■ 指示 a
後に示す行のうち、「black」という語を含む行がいくつあるか、その数のみをお答えください。

********

グーグルが米東部時間10月8日、SNSの「Google+」を閉鎖すると発表した。
50万人超の個人情報が外部からアクセスできる状態になっていたが、公表を控えていたことを、米ウォール・ストリート・ジャーナル(WSJ)がスクープ、その直後に発表した。公表すれば、グーグルが議会や規制当局の関心を引き、ブランドが傷つくことを恐れていたとWSJは伝えている。
グーグルはWSJの報道直後、Google+を2019年8月末で閉鎖し、継続しないことを発表。理由は「消費者の期待に沿うような、成功できるプロダクト(Google+)を作り、維持していくのには、大きな困難がありすぎる」というものだ。Facebookの台頭に、検索エンジンであるグーグルが危機感を募らせ、2011年にスタートしたGoogle+があっけなくなくなる。
個人情報が流出したと報じられたグーグル。報道の直後、Google+閉鎖を発表した。
Reuters/Charles Platiau
しかし問題なのは、個人情報が流出していた恐れがあるのに、それを隠していたことだ。

********

■ 指示 b
上記のGoogle+閉鎖に関する記事を、最後の文の後から書き継いでください。

********

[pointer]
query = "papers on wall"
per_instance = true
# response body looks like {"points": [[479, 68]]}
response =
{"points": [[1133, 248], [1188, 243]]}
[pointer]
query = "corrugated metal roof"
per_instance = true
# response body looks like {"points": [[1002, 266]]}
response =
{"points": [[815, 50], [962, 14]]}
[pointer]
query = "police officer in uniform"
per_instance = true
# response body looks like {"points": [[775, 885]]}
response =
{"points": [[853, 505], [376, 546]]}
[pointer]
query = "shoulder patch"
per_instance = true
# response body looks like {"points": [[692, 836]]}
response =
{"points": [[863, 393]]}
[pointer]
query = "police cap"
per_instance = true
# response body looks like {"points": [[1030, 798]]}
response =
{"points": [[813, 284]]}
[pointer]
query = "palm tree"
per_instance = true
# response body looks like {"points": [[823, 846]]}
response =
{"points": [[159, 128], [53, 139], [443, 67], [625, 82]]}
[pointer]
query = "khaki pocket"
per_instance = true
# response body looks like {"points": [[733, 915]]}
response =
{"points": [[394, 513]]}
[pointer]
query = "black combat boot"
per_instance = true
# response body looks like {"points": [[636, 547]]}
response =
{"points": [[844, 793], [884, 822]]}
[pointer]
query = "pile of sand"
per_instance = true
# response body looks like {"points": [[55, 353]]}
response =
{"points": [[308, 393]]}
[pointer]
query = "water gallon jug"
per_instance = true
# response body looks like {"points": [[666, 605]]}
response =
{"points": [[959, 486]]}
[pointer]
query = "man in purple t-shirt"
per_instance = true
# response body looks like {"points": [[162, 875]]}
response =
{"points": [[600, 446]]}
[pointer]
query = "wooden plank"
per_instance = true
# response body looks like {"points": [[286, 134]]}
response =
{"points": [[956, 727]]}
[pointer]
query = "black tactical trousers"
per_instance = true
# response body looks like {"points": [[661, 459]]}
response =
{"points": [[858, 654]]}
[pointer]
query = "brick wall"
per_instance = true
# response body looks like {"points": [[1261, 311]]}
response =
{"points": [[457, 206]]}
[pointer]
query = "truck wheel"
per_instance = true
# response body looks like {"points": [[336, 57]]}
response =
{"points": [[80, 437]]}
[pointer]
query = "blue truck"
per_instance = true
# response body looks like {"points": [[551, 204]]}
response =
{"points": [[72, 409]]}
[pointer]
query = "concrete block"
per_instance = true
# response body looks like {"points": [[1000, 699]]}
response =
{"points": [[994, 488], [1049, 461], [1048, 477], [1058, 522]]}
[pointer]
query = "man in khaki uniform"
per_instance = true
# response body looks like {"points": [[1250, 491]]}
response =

********

■ 記述回答 a
2

■ 記述回答 b
Google+は2015年から2018年3月にかけての長期間、ソフトウエアの欠陥で、外部デベロッパーがメールアドレスや性別、職業、年齢などの個人情報(プロファイル)にアクセスできるようになっていた。英ガーディアンによると、外部デベロッパーはデータにアクセスできたユーザーの「友達」の情報まで見ることができたという。
2018年3月、社内で問題が発覚し、欠陥は修正された。しかし、WSJが入手したグーグルの法務・ポリシー担当者らによるメモは、問題を公表すれば「即座に規制当局の関心」を引くとし、欠陥に関する公表が見送られたとしている。関係者によると、サンダー・ピチャイ最高経営責任者(CEO)にも、公表しないという計画について報告があったという。
Facebookの情報漏洩との比較を懸念
グーグルCEOのサンダー・ピチャイも流出を知っていたと報じられている。
REUTERS/Stephen Lam
2018年3月といえば、英データ分析会社ケンブリッジ・アナリティカに、Facebookユーザーの個人情報8700万人分がアプリを通じて流出したことを、英オブザーバー紙などがスクープした時期だ。WSJによると、グーグル法務担当者らのメモは、Facebookの個人情報漏洩問題と比較される可能性が高いとして、「上級幹部」に共有されていた。Facebookのマーク・ザッカーバーグCEOは、ケンブリッジ・アナリティカ問題がきっかけで、議会で証言する羽目に陥った。
グーグルのブログは、Google+がいかにFacebookに水をあけられていたかも明らかにした。
「多大な努力と腐心にもかかわらず、(Google+は)幅広い消費者とデベロッパーを獲得できなかった。90%のユーザーの接続時間が、5秒以下だった」
これに対し、グーグルが当初ライバル視したFacebookは現在、ユーザーが1日平均35分を費やしている。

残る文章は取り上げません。